* _Excerpt provided_
⟨

“The Muckle Man” – Nearly Naked Theatre

This review aired on KBAQ November 8, 2010


Nearly Naked Theatre, The Little Theatre at Phoenix Theatre
Phoenix, AZ

A thriller based on folklore, “The Muckle Man,” Nearly Naked Theatre’s latest Arizona premiere, is a confusing play delivered in a visually exciting production that doesn’t display fine acting in the leading roles while the minor roles are better etched.

The Roberto Aguirre-Sacasa play is muddled with a folk tale that few know mixed into a standard family drama. Set in Newfoundland, Canada’s Conception Bay, Addison, a marine biologist, has moved his wife, Marina, and sons, Harvey and Malcolm, so he can study little understood giant squids. Marina is bored but tries to make do until a boating accident drowns Malcolm and leaves Harvey brain damaged. Addison and his co-worker, Gilbert, capture a giant squid and begin their studies while Marina pushes harder for the family to move. When a man walks into their lives from the sea, things twist and turn in weird ways as their natural world changes unexplainably. Revealing more story or more about the myth would spoil the play.

The family tragedy has no real surprises. The parts about the strange man, while more unique than the main plot, isn’t that thrilling. The plot moves slowly as Aguirre-Sacasa repeats much and leaves too little to the imagination. It’s difficult to get engrossed in either story.

⟩

* _Work item_
Reproduce the passage of the theater review above, from "Nearly Naked Theatre, The" to "are better etched.".

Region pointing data
⟨

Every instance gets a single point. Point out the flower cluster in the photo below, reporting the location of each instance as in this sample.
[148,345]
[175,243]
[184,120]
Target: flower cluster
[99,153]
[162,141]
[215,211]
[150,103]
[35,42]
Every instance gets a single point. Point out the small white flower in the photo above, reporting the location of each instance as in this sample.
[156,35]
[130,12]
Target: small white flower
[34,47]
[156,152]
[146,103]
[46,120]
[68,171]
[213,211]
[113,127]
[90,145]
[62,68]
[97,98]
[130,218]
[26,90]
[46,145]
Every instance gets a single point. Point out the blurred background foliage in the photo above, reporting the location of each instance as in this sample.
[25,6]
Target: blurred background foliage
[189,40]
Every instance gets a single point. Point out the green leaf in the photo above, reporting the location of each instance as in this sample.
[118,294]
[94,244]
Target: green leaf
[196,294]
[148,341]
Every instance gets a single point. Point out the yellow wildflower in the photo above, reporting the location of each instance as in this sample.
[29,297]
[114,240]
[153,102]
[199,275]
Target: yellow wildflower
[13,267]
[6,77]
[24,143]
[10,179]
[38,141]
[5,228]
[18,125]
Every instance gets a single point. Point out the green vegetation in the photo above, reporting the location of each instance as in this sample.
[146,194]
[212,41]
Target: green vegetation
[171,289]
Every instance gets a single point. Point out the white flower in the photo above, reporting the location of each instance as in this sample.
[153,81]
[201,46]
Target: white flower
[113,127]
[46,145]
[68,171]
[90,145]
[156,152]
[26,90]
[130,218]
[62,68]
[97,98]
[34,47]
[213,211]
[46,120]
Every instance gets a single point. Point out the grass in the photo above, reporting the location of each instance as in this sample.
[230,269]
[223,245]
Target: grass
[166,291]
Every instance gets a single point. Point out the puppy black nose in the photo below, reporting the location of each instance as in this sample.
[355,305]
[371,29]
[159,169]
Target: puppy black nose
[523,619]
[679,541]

⟩

* _Solution for this exercise_
Nearly Naked Theatre, The Little Theatre at Phoenix Theatre
Phoenix, AZ

A thriller based on folklore, “The Muckle Man,” Nearly Naked Theatre’s latest Arizona premiere, is a confusing play delivered in a visually exciting production that doesn’t display fine acting in the leading roles while the minor roles are better etched.